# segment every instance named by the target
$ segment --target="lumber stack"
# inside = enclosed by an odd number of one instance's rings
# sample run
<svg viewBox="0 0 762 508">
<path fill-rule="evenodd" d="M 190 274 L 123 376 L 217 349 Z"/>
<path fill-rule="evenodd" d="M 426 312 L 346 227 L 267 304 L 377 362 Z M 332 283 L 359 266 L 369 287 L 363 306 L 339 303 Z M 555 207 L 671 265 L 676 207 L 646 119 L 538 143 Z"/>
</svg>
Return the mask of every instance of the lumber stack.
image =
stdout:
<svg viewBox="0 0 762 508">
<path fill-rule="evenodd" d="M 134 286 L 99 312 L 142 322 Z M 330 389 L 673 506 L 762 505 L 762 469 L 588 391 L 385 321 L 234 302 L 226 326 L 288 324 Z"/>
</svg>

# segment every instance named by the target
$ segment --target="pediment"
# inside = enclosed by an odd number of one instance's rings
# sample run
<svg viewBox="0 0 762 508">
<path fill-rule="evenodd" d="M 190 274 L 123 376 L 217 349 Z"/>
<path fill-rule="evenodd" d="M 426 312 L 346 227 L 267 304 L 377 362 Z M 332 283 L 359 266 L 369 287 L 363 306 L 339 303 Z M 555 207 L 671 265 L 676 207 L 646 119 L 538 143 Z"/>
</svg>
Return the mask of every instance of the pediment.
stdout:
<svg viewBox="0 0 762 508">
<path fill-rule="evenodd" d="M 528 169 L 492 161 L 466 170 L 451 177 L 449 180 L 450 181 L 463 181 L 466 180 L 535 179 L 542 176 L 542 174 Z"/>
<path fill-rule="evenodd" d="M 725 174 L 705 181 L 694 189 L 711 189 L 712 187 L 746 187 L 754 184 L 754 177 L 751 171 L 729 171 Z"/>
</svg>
◆ ◆ ◆
__Задание__. Перепишите все приведенные выше данные, заменив «sample run» на «example run» и сохранив остальное без изменений.

__Решение__.
# segment every instance named by the target
$ segment --target="lumber stack"
# inside = enclosed by an odd number of one instance's rings
# example run
<svg viewBox="0 0 762 508">
<path fill-rule="evenodd" d="M 190 274 L 123 376 L 217 349 Z"/>
<path fill-rule="evenodd" d="M 426 312 L 346 227 L 267 304 L 377 362 Z M 332 283 L 359 266 L 369 287 L 363 306 L 339 303 Z M 555 207 L 671 265 L 676 207 L 646 119 L 538 143 Z"/>
</svg>
Return the mask of every instance of the lumber stack.
image =
stdout:
<svg viewBox="0 0 762 508">
<path fill-rule="evenodd" d="M 134 286 L 99 312 L 142 322 Z M 330 389 L 673 506 L 762 505 L 762 469 L 588 391 L 385 321 L 234 302 L 226 326 L 288 324 Z"/>
</svg>

# segment every instance named by the target
$ segment --target="pediment"
# inside = enclosed by an odd number of one instance's rings
# example run
<svg viewBox="0 0 762 508">
<path fill-rule="evenodd" d="M 190 274 L 123 376 L 217 349 Z"/>
<path fill-rule="evenodd" d="M 426 312 L 346 227 L 267 304 L 377 362 Z M 332 283 L 359 266 L 369 287 L 363 306 L 339 303 Z M 555 207 L 671 265 L 676 207 L 646 119 L 538 143 Z"/>
</svg>
Return the mask of every instance of the pediment.
stdout:
<svg viewBox="0 0 762 508">
<path fill-rule="evenodd" d="M 528 169 L 492 161 L 466 170 L 451 177 L 449 180 L 450 181 L 463 181 L 466 180 L 535 179 L 542 176 L 542 174 Z"/>
<path fill-rule="evenodd" d="M 725 174 L 705 181 L 694 189 L 711 189 L 712 187 L 746 187 L 754 184 L 754 177 L 751 171 L 729 171 Z"/>
</svg>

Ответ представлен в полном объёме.